DIRECTIVES →
• 1. In the text on the US military encirclement of China, which countries host "temporary" US military bases?
• 2. Carry on the text on the US military encirclement of China, starting after its last sentence.

SELECTED PASSAGE →
Supported by the Bush administration, Taiwan has been,

“conducting active research aimed at developing a tactical ballistic missile capable of hitting targets in mainland China. … The alleged purpose of these missiles is to degrade the PLA’s (People’s Liberation Army) strike capability, including missile infrastructure and non-missile infrastructure (airfields, harbors, missile sites, etc.).”23

In turn, US military presence in Pakistan and Afghanistan (and in several former Soviet republics), on China’s western border, are being coordinated with Taiwan’s naval deployment in the South China Sea.


China has been encircled: The US military is present in the South China Sea and the Taiwan Straits, in the Korean Peninsula and the Sea of Japan, as well as in the heartland of Central Asia and on the Western border of China’s Xinjiang-Uigur autonomous region. “Temporary” US military bases have been set up in Uzbekistan (which is a member of the GUUAM agreement with NATO), in Tajikistan and in Kyrgyztan, where airfields and military airport facilities have been made available to the US Air Force.

DATASET SECTION →
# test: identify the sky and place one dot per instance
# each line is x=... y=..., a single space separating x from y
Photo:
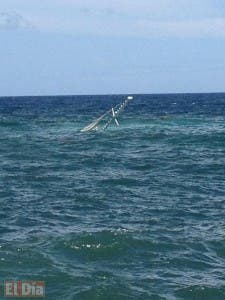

FINAL ANSWERS →
• 1. Uzbekistan, Tajikistan and Kyrgyztan.

• 2.
Using Nuclear Weapons Against China


In early 2002, the Bush administration confirmed its intent to use nuclear weapons against China if there was a confrontation in the Taiwan Straits:
China, because of its nuclear forces and “developing strategic objectives”, is listed as “a country that could be involved in an immediate or potential contingency”. Specifically, the NPR lists a military confrontation over the status of Taiwan as one of the scenarios that could lead Washington to use nuclear weapons.24

 


The Anglo-American Axis


The 1999 war in Yugoslavia contributed to reinforcing strategic, military and intelligence ties between Washington and London. After the war in Yugoslavia, US Defense Secretary William Cohen and his British counterpart, Geoff Hoon, signed a “Declaration of Principles for Defense Equipment and Industrial Cooperation” so as to “improve cooperation in procuring arms and protecting technology secrets”, while at the same time “easing the way for more joint military ventures and possible defense industry mergers”.25

 

Washington’s objective was to encourage the formation of a,

“trans-Atlantic bridge across which DoD [US Department of Defense] can take its globalization policy to Europe ….Our aim is to improve interoperability and war fighting effectiveness via closer industrial linkages between US and allied companies.”26

In the words of President Clinton’s Defense Secretary William Cohen:

[The agreement] will facilitate interaction between our respective [British and American] industries so that we can have a harmonized approach to sharing technology, working cooperatively in partnership arrangements and, potentially, mergers as well.27

The agreement was signed in 1999 shortly after the creation of British Aerospace Systems (BAES) resulting from the merger of British Aerospace (BAe) with GEC Marconi. British Aerospace was already firmly allied to America’s largest defense contractors Lockheed Martin and Boeing.28


The hidden agenda behind the Anglo-American “trans-Atlantic bridge” is to eventually displace the Franco-German military conglomerates and ensure the dominance of the US military industrial complex (in alliance with Britain’s major defense contractors).


Moreover, this integration in the area of defense production has been matched by increased cooperation between the CIA and Britain’s MI6 in the sphere of intelligence and covert operations, not to mention the joint operations of British and US Special Forces.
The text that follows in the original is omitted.